## What you are asked to do
Rewrite the data below as a Markdown table with two columns, Row and Data line, giving each line its own numbered row and skipping any blank lines.

## The input
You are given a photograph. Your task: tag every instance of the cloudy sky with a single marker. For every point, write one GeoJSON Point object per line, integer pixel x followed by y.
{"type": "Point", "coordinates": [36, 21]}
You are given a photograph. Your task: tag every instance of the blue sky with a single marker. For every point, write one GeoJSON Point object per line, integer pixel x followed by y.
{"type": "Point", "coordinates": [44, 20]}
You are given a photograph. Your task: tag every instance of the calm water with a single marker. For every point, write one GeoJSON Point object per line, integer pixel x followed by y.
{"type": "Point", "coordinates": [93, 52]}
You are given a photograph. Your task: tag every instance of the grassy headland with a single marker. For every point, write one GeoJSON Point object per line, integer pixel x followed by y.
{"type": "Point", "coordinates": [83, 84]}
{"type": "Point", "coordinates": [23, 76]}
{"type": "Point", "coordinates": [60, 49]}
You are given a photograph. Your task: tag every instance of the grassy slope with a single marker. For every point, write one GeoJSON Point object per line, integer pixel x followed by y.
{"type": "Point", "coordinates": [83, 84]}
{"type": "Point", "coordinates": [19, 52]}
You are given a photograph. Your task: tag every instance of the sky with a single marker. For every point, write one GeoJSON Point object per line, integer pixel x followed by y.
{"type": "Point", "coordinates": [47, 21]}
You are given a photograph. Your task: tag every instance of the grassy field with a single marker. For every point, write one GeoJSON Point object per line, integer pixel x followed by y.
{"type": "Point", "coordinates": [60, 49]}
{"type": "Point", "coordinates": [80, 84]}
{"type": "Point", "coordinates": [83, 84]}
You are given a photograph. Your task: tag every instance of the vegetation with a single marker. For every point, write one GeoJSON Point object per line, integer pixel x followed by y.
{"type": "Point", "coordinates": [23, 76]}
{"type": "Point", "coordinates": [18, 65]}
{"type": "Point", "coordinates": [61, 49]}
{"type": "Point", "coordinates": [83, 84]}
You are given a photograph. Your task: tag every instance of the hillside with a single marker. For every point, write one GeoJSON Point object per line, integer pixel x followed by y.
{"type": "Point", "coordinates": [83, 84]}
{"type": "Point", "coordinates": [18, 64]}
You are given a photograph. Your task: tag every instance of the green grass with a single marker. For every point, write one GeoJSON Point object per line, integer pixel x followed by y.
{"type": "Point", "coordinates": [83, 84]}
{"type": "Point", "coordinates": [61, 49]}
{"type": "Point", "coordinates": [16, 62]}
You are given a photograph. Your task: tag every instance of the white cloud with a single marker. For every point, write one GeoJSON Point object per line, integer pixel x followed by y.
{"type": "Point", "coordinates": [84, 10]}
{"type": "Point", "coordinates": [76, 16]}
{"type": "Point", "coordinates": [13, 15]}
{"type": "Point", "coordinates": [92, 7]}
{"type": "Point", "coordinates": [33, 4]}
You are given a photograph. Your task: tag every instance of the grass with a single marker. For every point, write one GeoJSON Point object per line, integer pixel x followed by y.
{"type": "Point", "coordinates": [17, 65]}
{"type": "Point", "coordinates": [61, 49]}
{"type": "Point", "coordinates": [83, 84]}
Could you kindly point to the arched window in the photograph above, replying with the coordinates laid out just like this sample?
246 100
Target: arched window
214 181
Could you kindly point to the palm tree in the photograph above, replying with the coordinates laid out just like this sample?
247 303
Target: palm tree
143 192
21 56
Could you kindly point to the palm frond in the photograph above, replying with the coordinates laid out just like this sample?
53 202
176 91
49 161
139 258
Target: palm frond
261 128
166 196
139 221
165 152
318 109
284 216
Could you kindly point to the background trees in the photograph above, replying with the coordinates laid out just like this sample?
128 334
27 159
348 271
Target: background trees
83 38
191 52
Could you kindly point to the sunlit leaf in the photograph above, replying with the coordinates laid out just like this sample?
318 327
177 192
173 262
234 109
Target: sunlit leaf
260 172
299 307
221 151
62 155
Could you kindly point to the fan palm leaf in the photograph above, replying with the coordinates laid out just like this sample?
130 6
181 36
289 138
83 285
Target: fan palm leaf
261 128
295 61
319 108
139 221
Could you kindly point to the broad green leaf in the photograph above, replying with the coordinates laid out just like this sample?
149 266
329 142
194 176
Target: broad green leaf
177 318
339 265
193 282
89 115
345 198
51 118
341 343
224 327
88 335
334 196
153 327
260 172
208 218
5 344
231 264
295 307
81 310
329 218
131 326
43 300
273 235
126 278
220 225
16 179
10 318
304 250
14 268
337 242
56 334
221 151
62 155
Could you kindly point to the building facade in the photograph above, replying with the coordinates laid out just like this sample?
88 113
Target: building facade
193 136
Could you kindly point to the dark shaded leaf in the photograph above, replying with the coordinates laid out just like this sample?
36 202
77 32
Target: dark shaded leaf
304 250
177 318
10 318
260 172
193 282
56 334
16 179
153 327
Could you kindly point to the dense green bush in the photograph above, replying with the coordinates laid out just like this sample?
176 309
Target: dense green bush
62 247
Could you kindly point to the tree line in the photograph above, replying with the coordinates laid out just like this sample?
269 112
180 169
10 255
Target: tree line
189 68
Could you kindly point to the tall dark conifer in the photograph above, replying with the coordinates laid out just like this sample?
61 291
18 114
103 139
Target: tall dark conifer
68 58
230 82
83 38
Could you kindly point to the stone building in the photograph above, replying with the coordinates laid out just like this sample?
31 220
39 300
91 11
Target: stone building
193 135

## Exercise answer
| Row | Data line |
|---|---|
| 1 | You are given a photograph. Your task: tag every instance of the cloudy sky with a single marker. For every point, write one GeoJSON Point object per line, integer pixel x followed by y. |
| 2 | {"type": "Point", "coordinates": [36, 21]} |
| 3 | You are given a photograph. Your task: tag every instance of the blue sky with a single marker. For every point, write one GeoJSON Point object per line, integer pixel x followed by y. |
| 4 | {"type": "Point", "coordinates": [44, 20]} |
| 5 | You are given a photograph. Your task: tag every instance of the calm water with a single marker. For every point, write one GeoJSON Point object per line, integer pixel x followed by y. |
| 6 | {"type": "Point", "coordinates": [93, 52]} |
| 7 | You are given a photograph. Your task: tag every instance of the grassy headland with a single marker. For every point, write one GeoJSON Point object per line, integer pixel x followed by y. |
| 8 | {"type": "Point", "coordinates": [83, 84]} |
| 9 | {"type": "Point", "coordinates": [23, 76]} |
| 10 | {"type": "Point", "coordinates": [60, 49]} |
| 11 | You are given a photograph. Your task: tag every instance of the grassy slope with a single marker. For every point, write one GeoJSON Point object per line, integer pixel x followed by y. |
| 12 | {"type": "Point", "coordinates": [83, 84]} |
| 13 | {"type": "Point", "coordinates": [19, 52]} |
| 14 | You are given a photograph. Your task: tag every instance of the sky with a single marker. For every point, write one GeoJSON Point object per line, integer pixel x followed by y. |
| 15 | {"type": "Point", "coordinates": [47, 21]} |
| 16 | You are given a photograph. Your task: tag every instance of the grassy field with a single marker. For every point, write one GeoJSON Point object per line, integer pixel x followed by y. |
| 17 | {"type": "Point", "coordinates": [60, 49]} |
| 18 | {"type": "Point", "coordinates": [80, 84]} |
| 19 | {"type": "Point", "coordinates": [83, 84]} |
| 20 | You are given a photograph. Your task: tag every instance of the vegetation with a single marker. For every point, write one GeoJSON Point object per line, integer pixel x followed by y. |
| 21 | {"type": "Point", "coordinates": [23, 76]} |
| 22 | {"type": "Point", "coordinates": [18, 65]} |
| 23 | {"type": "Point", "coordinates": [61, 49]} |
| 24 | {"type": "Point", "coordinates": [83, 84]} |
| 25 | You are given a photograph. Your task: tag every instance of the hillside with a single marker. For every point, write one GeoJSON Point object per line, integer pixel x followed by y. |
| 26 | {"type": "Point", "coordinates": [83, 84]} |
| 27 | {"type": "Point", "coordinates": [18, 64]} |
| 28 | You are given a photograph. Your task: tag every instance of the green grass with a single marker. For every point, write one GeoJSON Point object per line, integer pixel x followed by y. |
| 29 | {"type": "Point", "coordinates": [83, 84]} |
| 30 | {"type": "Point", "coordinates": [61, 49]} |
| 31 | {"type": "Point", "coordinates": [16, 62]} |
| 32 | You are given a photograph. Your task: tag every instance of the white cloud with a single marker. For every point, write one GeoJSON Point object per line, integer pixel x followed by y. |
| 33 | {"type": "Point", "coordinates": [84, 10]} |
| 34 | {"type": "Point", "coordinates": [76, 16]} |
| 35 | {"type": "Point", "coordinates": [13, 15]} |
| 36 | {"type": "Point", "coordinates": [92, 7]} |
| 37 | {"type": "Point", "coordinates": [33, 4]} |
| 38 | You are given a photograph. Your task: tag every instance of the grass with a single marker. For every point, write one GeoJSON Point object per line, integer pixel x followed by y. |
| 39 | {"type": "Point", "coordinates": [17, 65]} |
| 40 | {"type": "Point", "coordinates": [61, 49]} |
| 41 | {"type": "Point", "coordinates": [83, 84]} |
| 42 | Could you kindly point to the arched window in the photograph above, replying with the coordinates laid out just like this sample? |
| 43 | 246 100 |
| 44 | Target: arched window |
| 45 | 214 181 |
| 46 | Could you kindly point to the palm tree in the photograph above, replying with the coordinates laid out just like this sample? |
| 47 | 247 303 |
| 48 | Target: palm tree |
| 49 | 143 192 |
| 50 | 21 56 |
| 51 | Could you kindly point to the palm frond in the photograph above, replying with the coordinates laid out just like this sample? |
| 52 | 53 202 |
| 53 | 176 91 |
| 54 | 49 161 |
| 55 | 139 258 |
| 56 | Target: palm frond |
| 57 | 261 128 |
| 58 | 166 196 |
| 59 | 139 221 |
| 60 | 165 152 |
| 61 | 318 109 |
| 62 | 284 216 |
| 63 | Could you kindly point to the background trees in the photograph above, replying with the coordinates laid out just like this sample? |
| 64 | 128 334 |
| 65 | 27 159 |
| 66 | 348 271 |
| 67 | Target: background trees |
| 68 | 83 38 |
| 69 | 191 52 |
| 70 | Could you kindly point to the sunlit leaf in the photograph above, replying with the coordinates laid out just like this sample? |
| 71 | 318 327 |
| 72 | 177 192 |
| 73 | 173 262 |
| 74 | 234 109 |
| 75 | Target: sunlit leaf |
| 76 | 260 172 |
| 77 | 299 307 |
| 78 | 221 151 |
| 79 | 62 155 |
| 80 | Could you kindly point to the fan palm leaf in the photograph above, replying with the coordinates laid out just like this sample? |
| 81 | 130 6 |
| 82 | 181 36 |
| 83 | 289 138 |
| 84 | 83 285 |
| 85 | Target: fan palm leaf |
| 86 | 261 128 |
| 87 | 295 61 |
| 88 | 319 108 |
| 89 | 139 221 |
| 90 | Could you kindly point to the broad green leaf in the photograph above, replying with the coordinates laid out just like this sample? |
| 91 | 149 266 |
| 92 | 329 142 |
| 93 | 194 176 |
| 94 | Target: broad green leaf |
| 95 | 177 318 |
| 96 | 339 265 |
| 97 | 193 282 |
| 98 | 89 115 |
| 99 | 345 198 |
| 100 | 51 118 |
| 101 | 341 343 |
| 102 | 224 327 |
| 103 | 88 335 |
| 104 | 334 196 |
| 105 | 153 327 |
| 106 | 260 172 |
| 107 | 208 218 |
| 108 | 5 344 |
| 109 | 231 264 |
| 110 | 295 307 |
| 111 | 81 310 |
| 112 | 329 218 |
| 113 | 131 326 |
| 114 | 43 300 |
| 115 | 273 235 |
| 116 | 126 278 |
| 117 | 220 225 |
| 118 | 16 179 |
| 119 | 10 318 |
| 120 | 304 250 |
| 121 | 14 268 |
| 122 | 337 242 |
| 123 | 56 334 |
| 124 | 221 151 |
| 125 | 62 155 |
| 126 | Could you kindly point to the building facade in the photograph above, replying with the coordinates laid out just like this sample? |
| 127 | 88 113 |
| 128 | Target: building facade |
| 129 | 193 136 |
| 130 | Could you kindly point to the dark shaded leaf in the photograph above, replying with the coordinates laid out just like this sample? |
| 131 | 36 202 |
| 132 | 77 32 |
| 133 | Target: dark shaded leaf |
| 134 | 304 250 |
| 135 | 177 318 |
| 136 | 10 318 |
| 137 | 260 172 |
| 138 | 193 282 |
| 139 | 56 334 |
| 140 | 16 179 |
| 141 | 153 327 |
| 142 | Could you kindly point to the dense green bush in the photograph above, replying with the coordinates laid out just like this sample? |
| 143 | 176 309 |
| 144 | Target: dense green bush |
| 145 | 62 247 |
| 146 | Could you kindly point to the tree line in the photograph above, replying with the coordinates laid out just like this sample? |
| 147 | 269 112 |
| 148 | 180 169 |
| 149 | 10 255 |
| 150 | Target: tree line |
| 151 | 189 68 |
| 152 | Could you kindly point to the tall dark conifer in the photograph above, replying with the coordinates laid out just like this sample? |
| 153 | 61 291 |
| 154 | 18 114 |
| 155 | 103 139 |
| 156 | Target: tall dark conifer |
| 157 | 68 58 |
| 158 | 230 82 |
| 159 | 83 38 |
| 160 | Could you kindly point to the stone building in the photograph above, replying with the coordinates laid out just like this sample? |
| 161 | 31 220 |
| 162 | 39 300 |
| 163 | 91 11 |
| 164 | Target: stone building |
| 165 | 193 135 |